* [WORK REQUIRED]: Transcribe all of the material exactly.

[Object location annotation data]
+===+

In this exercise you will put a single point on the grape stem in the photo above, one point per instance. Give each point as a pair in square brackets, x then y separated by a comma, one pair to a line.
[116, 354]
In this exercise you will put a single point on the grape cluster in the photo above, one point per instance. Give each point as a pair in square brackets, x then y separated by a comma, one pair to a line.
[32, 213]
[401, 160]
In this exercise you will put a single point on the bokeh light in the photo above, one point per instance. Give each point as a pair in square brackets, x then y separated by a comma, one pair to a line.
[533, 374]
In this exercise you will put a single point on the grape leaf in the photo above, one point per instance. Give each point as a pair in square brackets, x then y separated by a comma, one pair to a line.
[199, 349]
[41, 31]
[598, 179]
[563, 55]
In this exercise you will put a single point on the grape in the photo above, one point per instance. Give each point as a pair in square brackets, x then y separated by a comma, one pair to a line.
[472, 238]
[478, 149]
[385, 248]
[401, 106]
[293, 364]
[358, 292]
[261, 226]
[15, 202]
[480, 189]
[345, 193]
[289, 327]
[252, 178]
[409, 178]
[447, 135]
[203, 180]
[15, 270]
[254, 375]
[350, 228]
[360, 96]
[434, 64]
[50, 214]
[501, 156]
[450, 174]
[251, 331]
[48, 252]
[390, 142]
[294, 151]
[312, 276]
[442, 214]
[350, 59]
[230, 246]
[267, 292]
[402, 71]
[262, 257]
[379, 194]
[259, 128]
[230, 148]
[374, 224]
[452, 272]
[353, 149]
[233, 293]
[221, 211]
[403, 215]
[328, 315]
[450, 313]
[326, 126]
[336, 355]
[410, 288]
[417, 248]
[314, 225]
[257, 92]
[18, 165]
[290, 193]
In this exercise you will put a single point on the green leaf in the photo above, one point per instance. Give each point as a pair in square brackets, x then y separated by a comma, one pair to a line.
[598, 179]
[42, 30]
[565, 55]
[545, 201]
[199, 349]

+===+

* [PROBLEM SOLUTION]:
In this exercise you will put a single point on the grape stem in the photo above, one point per instance. Give each point as a pair in square brackets, x then y separated by a comma, one pair to a line.
[116, 354]
In this exercise you will put a single point on the grape cluster in the photo above, one point per instance. Give each point as a pair in square brackets, x then y separated by a comma, one pair to a line.
[32, 213]
[401, 160]
In this exercise you will put a single point on the bokeh light in the photo above, one point per instance. Give each point as a pair in square brackets, x then y separated by a comma, one pair to a line.
[533, 374]
In this exercise you will put a single point on the grape leaf in the photo above, one point per instance. Give each point as a pair in square brackets, x then y separated by a comma, one pair to a line.
[199, 349]
[41, 31]
[598, 179]
[563, 55]
In this exercise you will put a single point on the grape in the photo above, one point per instance. Give each point as a pair in square brackets, x then y separated by a comma, one pair to a line.
[472, 238]
[478, 149]
[385, 248]
[401, 106]
[293, 364]
[358, 292]
[261, 226]
[15, 202]
[480, 189]
[345, 193]
[289, 327]
[252, 178]
[409, 178]
[447, 135]
[203, 180]
[15, 270]
[254, 375]
[350, 228]
[360, 96]
[434, 64]
[50, 214]
[501, 156]
[450, 174]
[251, 331]
[48, 252]
[390, 142]
[294, 151]
[312, 276]
[442, 214]
[350, 59]
[230, 246]
[267, 292]
[402, 71]
[262, 257]
[379, 194]
[259, 128]
[230, 148]
[374, 224]
[452, 272]
[353, 149]
[233, 293]
[221, 211]
[403, 215]
[328, 315]
[450, 313]
[326, 126]
[336, 355]
[410, 288]
[417, 248]
[314, 225]
[257, 92]
[18, 165]
[290, 193]
In this exercise you will put a single point on the green leaf in the photo above, one point per instance. Give each point as a pair in square brackets, x then y separated by a comma, one pair to a line.
[598, 179]
[42, 30]
[565, 55]
[545, 201]
[199, 349]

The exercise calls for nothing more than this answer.